Reproduce the following listing word for word, leaving every line unchanged.

(Excerpts from location labeling data)
○ ○ ○ ○ ○

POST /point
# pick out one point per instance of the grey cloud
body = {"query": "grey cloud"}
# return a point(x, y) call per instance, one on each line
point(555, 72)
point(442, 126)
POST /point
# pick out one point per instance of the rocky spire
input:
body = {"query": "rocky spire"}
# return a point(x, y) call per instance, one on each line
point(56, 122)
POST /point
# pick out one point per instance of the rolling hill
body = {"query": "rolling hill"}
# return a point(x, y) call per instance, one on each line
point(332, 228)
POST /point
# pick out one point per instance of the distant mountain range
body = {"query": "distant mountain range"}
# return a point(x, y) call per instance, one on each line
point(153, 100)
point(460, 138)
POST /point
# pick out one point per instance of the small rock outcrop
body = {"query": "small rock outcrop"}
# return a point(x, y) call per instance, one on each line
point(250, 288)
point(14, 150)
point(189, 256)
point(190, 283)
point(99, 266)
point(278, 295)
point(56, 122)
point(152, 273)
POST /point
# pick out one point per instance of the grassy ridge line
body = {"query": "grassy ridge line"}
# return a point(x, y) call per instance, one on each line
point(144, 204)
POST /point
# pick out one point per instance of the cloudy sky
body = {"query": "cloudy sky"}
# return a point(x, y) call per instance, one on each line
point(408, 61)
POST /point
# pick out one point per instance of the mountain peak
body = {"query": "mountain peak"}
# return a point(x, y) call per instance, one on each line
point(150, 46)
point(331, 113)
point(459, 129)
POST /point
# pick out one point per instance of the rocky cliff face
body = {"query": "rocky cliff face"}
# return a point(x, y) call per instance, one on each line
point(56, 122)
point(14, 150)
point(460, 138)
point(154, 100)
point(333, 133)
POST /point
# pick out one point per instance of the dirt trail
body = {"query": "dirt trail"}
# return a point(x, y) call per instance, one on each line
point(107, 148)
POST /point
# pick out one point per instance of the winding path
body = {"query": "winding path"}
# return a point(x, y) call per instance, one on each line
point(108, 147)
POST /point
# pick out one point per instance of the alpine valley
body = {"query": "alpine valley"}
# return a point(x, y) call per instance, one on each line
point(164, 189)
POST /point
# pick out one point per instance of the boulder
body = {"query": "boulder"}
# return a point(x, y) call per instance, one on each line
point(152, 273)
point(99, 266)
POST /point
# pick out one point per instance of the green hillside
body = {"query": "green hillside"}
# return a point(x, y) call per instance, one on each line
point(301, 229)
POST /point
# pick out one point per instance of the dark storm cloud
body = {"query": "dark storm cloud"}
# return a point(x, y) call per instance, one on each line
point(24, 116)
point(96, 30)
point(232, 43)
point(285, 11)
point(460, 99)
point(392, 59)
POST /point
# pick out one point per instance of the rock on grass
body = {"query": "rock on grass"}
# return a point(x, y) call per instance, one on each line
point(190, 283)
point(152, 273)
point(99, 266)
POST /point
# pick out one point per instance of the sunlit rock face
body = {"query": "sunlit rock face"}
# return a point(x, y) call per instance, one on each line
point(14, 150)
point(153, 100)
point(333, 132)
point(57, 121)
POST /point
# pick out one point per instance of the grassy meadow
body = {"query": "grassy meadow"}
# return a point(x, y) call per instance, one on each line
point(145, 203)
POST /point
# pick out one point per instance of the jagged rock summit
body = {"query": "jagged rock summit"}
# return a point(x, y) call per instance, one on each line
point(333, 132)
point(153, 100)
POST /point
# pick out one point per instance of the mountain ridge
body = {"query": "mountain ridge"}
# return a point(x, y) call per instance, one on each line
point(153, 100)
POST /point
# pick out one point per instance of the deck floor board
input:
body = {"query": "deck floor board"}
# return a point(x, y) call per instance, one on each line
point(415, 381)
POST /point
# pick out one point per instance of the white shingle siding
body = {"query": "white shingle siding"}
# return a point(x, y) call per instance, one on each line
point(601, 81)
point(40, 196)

○ ○ ○ ○ ○

» Result of the exercise
POST /point
# pick out one point per instance of the grey cloud
body = {"query": "grey cloud"}
# return a point(x, y) call per instance, one on each line
point(555, 72)
point(442, 126)
POST /point
# pick out one point per instance of the rocky spire
input:
body = {"query": "rocky spire"}
# return a point(x, y) call per instance, one on each line
point(56, 122)
POST /point
# pick out one point per instance of the rolling hill
body = {"query": "rolling hill"}
# return a point(x, y) call per instance, one on each line
point(332, 228)
POST /point
# pick out one point per instance of the distant mountain range
body = {"query": "distant mountain range"}
# return a point(x, y) call per instance, one on each line
point(153, 100)
point(460, 138)
POST /point
# pick out one point per instance of the small rock outcrop
body = {"query": "small rock outcrop"}
# return a point(x, y) call per instance, one on each line
point(250, 288)
point(14, 150)
point(189, 256)
point(190, 283)
point(99, 266)
point(278, 295)
point(56, 122)
point(152, 273)
POST /point
# pick out one point per instance of the grassy ridge line
body = {"query": "grassy ridge line"}
# return a point(x, y) call per instance, one on each line
point(144, 204)
POST /point
# pick out one point per instance of the cloudy sky
body = {"query": "cloudy sky"}
# return a point(x, y) call per instance, one on each line
point(408, 61)
POST /point
# pick out one point per instance of the mountain peak
body = {"query": "mountain peak"}
# return a point(x, y) call per instance, one on each line
point(150, 46)
point(331, 113)
point(459, 129)
POST /point
# pick out one point per instance of the rocky cliff face
body = {"query": "rocky cliff face"}
# return a point(x, y) call per instance, one on each line
point(56, 122)
point(14, 150)
point(460, 138)
point(154, 100)
point(333, 133)
POST /point
# pick out one point per instance of the dirt trail
body = {"query": "dirt trail"}
# return a point(x, y) call per instance, one on each line
point(107, 148)
POST /point
# pick out one point per instance of the winding path
body = {"query": "winding path"}
# return a point(x, y) call per instance, one on each line
point(108, 147)
POST /point
# pick out one point per instance of the alpine valley
body = {"query": "alpine valley"}
# return a point(x, y) call per instance, one on each line
point(164, 189)
POST /point
# pick out one point per instance of the boulder
body = {"query": "boulder"}
# return a point(x, y) call per instance, one on each line
point(152, 273)
point(99, 266)
POST /point
# pick out one point per instance of the green hillside
body = {"query": "green hillside"}
# return a point(x, y) call per instance, one on each line
point(301, 229)
POST /point
# pick out one point per instance of the dark storm cloud
body = {"query": "dark storm cloud"}
# return a point(x, y) call per instance, one on each line
point(24, 116)
point(96, 30)
point(232, 43)
point(285, 11)
point(460, 99)
point(392, 59)
POST /point
# pick out one point per instance of the rock on grass
body = {"query": "rock on grass"}
# return a point(x, y) call per instance, one on each line
point(190, 283)
point(152, 273)
point(99, 266)
POST /point
# pick out one point per instance of the sunlit rock face
body = {"query": "sunlit rock face"}
# return a point(x, y) call per instance, one on each line
point(14, 150)
point(153, 100)
point(333, 132)
point(57, 121)
POST /point
# pick out one point per instance of the grassy meadow
body = {"query": "grassy meadow"}
# return a point(x, y) call per instance, one on each line
point(145, 203)
POST /point
# pick out one point per instance of the jagged rock summit
body = {"query": "jagged rock summit"}
# return a point(x, y) call per instance, one on each line
point(333, 132)
point(153, 100)
POST /point
# pick out one point per instance of the mountain ridge
body = {"query": "mountain ridge"}
# return a point(x, y) call per instance, one on each line
point(153, 100)
POST /point
# pick out one point per instance of the deck floor board
input:
body = {"query": "deck floor board"}
# return a point(x, y) call per instance, one on each line
point(415, 381)
POST /point
# pick out one point per instance of the white shingle siding
body = {"query": "white shingle siding"}
# return a point(x, y) call per instance, one on each line
point(601, 81)
point(40, 196)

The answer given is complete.